[Natural language region descriptions]
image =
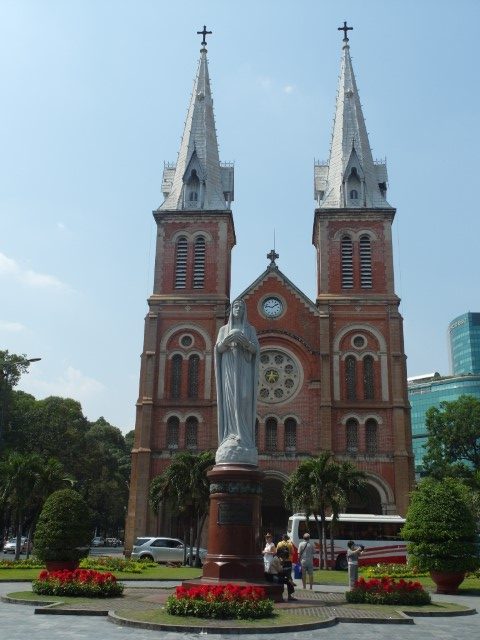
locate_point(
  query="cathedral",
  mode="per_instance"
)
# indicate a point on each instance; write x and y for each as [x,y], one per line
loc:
[332,370]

→ **Exercise description**
Give back every record exactly. Omit the pictures.

→ **Your solution**
image =
locate_point(
  query="cathedral",
  mode="per_instance"
)
# indicate a point on each instance; write x and y for each as [x,y], one per line
loc:
[332,370]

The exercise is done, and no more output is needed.